## Tarefas do exercício
1. Reescreva em forma de lista o parágrafo do trecho sobre o Gir Leiteiro que começa com "A proposta do médico e pecuarista", mantendo os fatos principais.
2. Liste todos os lugares citados no trecho sobre o Gir Leiteiro.

***** Trecho selecionado *****

O Gir Leiteiro é hoje sinônimo de avanço científico e liderança na pecuária tropical.
Com mais de 60 mil animais genotipados, o Programa Nacional de Melhoramento do Gir Leiteiro (PNMGL), conduzido pela Associação Brasileira dos Criadores de Gir Leiteiro (ABCGIL) em parceria com a Embrapa Gado de Leite, transformou a produção de leite no Brasil e se tornou referência internacional.
A história começou há quatro décadas, quando uma reunião na Fazenda Tabarana, no interior de São Paulo, deu origem a um movimento inovador.
A proposta do médico e pecuarista Antônio José Lúcio de Oliveira Costa, de aplicar tecnologia ao melhoramento da raça, levou à criação da ABCGIL em 1980. Três anos depois, a entidade firmou convênio com a Embrapa Gado de Leite, criando oficialmente o PNMGL.
Colaboração e persistência no início
O início do programa foi marcado por desafios. Após visita à Embrapa em Juiz de Fora (MG), o então presidente da ABCGIL, José João Salgado Rodrigues dos Reis, propôs a realização de um teste de progênie para a raça.
Sem apoio financeiro inicial, o projeto avançou graças ao empenho dos criadores, que assumiram os custos e, em 1985, começaram a distribuir gratuitamente sêmen de touros selecionados.

***** Dados para revisão *****

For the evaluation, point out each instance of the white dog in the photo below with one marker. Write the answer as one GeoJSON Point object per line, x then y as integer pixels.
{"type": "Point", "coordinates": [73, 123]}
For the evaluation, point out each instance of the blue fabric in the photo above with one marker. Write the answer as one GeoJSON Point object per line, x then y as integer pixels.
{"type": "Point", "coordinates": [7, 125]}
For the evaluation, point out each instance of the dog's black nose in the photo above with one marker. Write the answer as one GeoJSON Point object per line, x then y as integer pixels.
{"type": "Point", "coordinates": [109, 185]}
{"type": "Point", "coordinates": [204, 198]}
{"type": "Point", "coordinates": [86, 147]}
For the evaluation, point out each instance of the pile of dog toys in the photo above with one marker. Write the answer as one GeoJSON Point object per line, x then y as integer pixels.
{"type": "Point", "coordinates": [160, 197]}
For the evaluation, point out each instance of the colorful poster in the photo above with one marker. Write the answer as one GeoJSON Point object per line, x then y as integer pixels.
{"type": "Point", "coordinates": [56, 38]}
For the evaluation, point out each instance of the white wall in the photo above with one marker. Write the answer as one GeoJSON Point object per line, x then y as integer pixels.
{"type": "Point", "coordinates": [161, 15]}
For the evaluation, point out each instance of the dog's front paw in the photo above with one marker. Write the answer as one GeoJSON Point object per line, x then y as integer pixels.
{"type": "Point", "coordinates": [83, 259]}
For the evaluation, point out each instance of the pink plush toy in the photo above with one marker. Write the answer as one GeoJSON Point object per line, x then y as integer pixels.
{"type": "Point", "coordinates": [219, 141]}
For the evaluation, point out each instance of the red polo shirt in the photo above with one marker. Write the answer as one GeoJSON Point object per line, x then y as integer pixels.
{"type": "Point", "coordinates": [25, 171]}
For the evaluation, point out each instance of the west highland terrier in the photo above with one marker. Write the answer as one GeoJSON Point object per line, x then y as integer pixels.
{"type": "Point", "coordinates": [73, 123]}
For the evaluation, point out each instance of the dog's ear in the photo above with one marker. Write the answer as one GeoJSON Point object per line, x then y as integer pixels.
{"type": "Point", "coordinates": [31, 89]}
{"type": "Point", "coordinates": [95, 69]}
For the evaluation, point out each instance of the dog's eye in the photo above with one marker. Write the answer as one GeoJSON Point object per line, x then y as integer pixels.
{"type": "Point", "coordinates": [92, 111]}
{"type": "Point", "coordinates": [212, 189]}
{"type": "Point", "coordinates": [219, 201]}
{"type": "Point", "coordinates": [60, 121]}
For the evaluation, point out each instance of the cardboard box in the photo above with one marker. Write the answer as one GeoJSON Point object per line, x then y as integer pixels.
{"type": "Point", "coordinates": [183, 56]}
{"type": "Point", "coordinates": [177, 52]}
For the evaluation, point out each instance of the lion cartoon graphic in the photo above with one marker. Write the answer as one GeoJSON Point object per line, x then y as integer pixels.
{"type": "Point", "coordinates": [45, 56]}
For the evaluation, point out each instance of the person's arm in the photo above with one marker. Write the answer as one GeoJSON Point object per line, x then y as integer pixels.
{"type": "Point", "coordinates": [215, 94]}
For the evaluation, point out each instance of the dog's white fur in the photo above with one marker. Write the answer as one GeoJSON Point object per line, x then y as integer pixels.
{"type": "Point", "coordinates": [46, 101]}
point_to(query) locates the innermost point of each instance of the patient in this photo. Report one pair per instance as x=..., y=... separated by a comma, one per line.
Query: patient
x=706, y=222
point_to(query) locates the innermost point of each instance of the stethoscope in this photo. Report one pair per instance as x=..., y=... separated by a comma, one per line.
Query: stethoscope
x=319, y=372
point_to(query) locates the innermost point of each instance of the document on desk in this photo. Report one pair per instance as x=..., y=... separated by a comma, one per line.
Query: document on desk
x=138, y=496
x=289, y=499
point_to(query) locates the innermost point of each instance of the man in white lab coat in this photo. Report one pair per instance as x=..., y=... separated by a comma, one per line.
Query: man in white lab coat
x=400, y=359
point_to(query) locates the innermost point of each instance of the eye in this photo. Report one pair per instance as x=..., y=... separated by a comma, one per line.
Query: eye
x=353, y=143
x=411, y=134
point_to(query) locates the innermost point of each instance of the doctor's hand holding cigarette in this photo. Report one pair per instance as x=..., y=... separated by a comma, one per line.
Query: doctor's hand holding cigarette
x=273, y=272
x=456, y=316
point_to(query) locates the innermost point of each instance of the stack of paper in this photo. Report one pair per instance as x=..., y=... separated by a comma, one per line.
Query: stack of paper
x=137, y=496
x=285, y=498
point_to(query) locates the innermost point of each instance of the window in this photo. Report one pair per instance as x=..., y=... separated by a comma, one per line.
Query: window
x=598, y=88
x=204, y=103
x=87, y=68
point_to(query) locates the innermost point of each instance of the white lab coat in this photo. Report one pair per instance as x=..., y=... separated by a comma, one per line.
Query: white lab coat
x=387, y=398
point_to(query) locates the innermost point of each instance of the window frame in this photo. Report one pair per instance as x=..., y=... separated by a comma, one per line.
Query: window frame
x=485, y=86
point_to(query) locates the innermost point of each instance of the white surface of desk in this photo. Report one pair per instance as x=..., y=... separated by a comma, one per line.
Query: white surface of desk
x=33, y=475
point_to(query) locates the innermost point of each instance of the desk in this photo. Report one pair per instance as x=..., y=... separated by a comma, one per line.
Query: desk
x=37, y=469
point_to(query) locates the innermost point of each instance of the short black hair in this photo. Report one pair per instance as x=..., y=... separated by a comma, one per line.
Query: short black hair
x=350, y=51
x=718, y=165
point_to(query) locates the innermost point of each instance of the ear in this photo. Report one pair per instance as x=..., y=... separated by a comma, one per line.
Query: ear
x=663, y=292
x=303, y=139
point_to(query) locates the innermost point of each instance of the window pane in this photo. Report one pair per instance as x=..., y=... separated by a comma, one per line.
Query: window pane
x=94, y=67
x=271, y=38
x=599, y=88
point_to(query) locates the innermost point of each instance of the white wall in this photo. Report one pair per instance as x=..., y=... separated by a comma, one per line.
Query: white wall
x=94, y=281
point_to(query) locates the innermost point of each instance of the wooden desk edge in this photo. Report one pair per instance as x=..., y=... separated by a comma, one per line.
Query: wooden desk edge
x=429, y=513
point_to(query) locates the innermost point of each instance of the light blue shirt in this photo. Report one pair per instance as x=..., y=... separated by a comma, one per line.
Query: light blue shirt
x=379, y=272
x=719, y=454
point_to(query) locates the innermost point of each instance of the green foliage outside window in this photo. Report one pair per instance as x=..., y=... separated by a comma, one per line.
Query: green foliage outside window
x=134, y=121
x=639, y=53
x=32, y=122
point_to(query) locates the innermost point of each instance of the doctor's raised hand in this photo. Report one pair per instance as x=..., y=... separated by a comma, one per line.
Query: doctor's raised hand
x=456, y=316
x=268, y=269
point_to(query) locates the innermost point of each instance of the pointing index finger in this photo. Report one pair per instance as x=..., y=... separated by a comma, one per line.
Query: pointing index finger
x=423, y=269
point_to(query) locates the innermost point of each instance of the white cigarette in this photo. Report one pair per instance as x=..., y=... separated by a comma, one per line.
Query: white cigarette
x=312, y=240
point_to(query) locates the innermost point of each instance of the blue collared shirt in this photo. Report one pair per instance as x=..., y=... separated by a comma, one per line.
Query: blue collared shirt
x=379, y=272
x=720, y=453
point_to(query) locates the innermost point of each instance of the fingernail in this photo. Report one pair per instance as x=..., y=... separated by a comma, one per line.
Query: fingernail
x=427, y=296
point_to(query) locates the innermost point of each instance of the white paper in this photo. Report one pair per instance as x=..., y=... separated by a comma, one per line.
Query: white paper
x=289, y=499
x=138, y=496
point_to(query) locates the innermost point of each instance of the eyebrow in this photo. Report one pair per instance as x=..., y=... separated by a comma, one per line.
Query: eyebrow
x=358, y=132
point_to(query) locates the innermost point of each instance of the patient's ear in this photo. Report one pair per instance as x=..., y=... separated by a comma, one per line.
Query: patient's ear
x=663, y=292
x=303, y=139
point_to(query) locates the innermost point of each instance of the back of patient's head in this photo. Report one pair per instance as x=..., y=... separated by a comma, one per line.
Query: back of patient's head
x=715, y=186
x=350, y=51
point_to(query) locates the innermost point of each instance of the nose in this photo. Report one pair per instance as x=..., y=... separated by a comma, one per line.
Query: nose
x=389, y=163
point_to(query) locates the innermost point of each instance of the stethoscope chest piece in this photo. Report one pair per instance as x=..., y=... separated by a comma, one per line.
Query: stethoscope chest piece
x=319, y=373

*****

## Respostas por item
1.
- Antônio José Lúcio de Oliveira Costa, médico e pecuarista, propôs aplicar tecnologia ao melhoramento da raça.
- A proposta levou à criação da ABCGIL em 1980.
- Três anos depois, a ABCGIL firmou convênio com a Embrapa Gado de Leite.
- Esse convênio criou oficialmente o PNMGL.

2.
- Brasil
- Fazenda Tabarana
- interior de São Paulo
- Juiz de Fora (MG)